> JOB:
Extract each line of the listing below that contains the string "person", treating uppercase and lowercase letters as distinct.

Source data:
---
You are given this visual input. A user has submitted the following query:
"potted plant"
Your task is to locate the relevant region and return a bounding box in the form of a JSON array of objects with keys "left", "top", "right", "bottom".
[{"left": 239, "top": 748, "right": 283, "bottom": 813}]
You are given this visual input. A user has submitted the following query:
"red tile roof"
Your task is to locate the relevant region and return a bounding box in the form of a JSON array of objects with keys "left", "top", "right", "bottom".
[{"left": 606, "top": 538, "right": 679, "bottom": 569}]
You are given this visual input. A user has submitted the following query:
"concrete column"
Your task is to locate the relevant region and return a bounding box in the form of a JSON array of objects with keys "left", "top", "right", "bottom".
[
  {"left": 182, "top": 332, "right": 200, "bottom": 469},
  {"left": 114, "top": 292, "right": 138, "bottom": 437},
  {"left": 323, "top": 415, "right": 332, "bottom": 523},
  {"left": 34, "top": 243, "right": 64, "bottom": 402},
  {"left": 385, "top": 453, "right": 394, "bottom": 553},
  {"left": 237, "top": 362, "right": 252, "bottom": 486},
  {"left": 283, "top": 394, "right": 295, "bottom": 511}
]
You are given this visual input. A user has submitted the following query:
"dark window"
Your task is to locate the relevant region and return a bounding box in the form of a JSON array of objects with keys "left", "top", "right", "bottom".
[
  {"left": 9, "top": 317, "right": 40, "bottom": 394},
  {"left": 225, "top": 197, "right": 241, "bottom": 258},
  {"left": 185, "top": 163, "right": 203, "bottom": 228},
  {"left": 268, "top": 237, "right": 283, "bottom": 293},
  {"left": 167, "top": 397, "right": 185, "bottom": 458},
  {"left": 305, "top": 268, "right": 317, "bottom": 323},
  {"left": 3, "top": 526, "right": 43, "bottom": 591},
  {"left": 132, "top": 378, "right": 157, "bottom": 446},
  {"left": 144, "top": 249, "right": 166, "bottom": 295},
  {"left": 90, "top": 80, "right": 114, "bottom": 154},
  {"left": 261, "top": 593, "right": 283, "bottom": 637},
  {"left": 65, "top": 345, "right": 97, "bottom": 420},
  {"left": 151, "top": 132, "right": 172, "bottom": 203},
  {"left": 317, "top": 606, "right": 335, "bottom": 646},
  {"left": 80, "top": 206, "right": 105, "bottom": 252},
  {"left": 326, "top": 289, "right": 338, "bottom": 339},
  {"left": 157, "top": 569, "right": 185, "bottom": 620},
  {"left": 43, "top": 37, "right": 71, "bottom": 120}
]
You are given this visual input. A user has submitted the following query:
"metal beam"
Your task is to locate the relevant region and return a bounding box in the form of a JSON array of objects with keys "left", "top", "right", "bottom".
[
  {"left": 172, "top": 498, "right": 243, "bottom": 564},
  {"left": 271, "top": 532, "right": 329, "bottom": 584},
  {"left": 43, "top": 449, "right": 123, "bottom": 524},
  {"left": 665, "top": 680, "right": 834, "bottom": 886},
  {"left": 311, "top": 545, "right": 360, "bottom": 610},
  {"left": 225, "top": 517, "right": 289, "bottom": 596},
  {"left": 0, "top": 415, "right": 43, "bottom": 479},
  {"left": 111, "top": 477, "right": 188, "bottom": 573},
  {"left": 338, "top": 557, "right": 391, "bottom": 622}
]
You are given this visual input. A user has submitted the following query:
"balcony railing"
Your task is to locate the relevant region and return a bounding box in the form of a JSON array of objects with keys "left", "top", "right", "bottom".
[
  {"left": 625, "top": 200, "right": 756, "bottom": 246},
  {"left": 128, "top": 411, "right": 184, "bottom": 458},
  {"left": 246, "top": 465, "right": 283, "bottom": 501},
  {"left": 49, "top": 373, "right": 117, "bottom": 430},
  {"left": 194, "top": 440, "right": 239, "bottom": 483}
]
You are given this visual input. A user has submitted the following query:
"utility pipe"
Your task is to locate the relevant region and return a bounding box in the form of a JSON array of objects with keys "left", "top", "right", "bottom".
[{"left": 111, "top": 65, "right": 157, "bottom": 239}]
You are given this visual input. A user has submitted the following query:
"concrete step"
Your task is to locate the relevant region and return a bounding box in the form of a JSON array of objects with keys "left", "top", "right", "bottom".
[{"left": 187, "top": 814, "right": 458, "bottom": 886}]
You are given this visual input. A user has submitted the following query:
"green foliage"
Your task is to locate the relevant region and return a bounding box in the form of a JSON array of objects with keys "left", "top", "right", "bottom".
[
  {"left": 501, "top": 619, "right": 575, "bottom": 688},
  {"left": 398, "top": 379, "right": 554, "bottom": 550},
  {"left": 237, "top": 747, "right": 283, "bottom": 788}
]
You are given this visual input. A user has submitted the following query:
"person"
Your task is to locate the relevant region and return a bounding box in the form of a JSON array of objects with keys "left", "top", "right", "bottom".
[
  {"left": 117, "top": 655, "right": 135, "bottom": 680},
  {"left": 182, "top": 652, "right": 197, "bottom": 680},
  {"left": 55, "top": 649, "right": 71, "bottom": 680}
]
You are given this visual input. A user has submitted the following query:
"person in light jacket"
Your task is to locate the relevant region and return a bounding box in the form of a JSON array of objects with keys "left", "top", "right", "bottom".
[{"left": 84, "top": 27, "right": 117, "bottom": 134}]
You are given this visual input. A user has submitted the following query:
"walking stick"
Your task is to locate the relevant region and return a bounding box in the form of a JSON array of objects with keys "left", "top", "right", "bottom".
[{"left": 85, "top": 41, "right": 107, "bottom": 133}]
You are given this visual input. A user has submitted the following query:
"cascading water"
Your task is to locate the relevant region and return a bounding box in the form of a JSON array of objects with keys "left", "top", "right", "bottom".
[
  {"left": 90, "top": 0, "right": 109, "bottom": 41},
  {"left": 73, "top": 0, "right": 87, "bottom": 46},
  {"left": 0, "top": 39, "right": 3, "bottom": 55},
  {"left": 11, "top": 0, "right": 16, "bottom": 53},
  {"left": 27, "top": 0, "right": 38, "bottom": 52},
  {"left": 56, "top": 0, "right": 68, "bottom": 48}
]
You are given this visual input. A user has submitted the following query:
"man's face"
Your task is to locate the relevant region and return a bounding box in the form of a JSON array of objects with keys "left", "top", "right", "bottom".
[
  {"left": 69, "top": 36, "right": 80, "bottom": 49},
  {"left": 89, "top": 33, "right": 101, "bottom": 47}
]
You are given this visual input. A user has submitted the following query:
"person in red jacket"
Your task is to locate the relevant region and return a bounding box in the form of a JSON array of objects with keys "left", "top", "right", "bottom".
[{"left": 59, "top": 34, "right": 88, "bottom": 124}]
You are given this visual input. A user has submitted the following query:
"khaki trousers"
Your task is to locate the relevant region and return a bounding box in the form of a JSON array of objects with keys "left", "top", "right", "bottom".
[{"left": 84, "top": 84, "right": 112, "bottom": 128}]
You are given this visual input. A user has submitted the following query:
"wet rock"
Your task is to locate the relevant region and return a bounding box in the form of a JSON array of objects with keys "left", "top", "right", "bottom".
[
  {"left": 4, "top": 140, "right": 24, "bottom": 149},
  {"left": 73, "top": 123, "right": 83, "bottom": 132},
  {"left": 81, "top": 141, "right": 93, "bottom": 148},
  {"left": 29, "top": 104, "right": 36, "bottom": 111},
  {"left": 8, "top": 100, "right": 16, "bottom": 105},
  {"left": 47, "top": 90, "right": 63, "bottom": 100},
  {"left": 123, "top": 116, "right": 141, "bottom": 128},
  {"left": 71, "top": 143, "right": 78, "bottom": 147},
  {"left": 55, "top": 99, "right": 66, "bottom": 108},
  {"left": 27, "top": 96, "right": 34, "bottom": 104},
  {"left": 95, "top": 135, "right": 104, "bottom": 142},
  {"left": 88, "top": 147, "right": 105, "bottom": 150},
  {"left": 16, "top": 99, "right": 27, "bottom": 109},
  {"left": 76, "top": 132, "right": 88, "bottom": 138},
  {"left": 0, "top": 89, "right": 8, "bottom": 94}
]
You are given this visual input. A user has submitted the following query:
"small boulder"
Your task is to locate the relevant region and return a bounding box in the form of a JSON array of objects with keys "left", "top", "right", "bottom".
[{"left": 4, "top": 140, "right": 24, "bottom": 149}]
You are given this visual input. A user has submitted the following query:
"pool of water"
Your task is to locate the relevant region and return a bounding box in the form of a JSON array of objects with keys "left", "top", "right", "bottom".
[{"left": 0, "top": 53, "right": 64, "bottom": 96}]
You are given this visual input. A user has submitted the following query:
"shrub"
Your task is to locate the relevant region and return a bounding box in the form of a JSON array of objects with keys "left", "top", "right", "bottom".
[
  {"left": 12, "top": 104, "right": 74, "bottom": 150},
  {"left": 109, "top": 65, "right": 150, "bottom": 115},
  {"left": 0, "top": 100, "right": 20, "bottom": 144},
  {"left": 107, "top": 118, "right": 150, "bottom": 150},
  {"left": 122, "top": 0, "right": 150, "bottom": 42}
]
---
> OUTPUT BELOW:
"person"
"person in light jacket"
"person in red jacket"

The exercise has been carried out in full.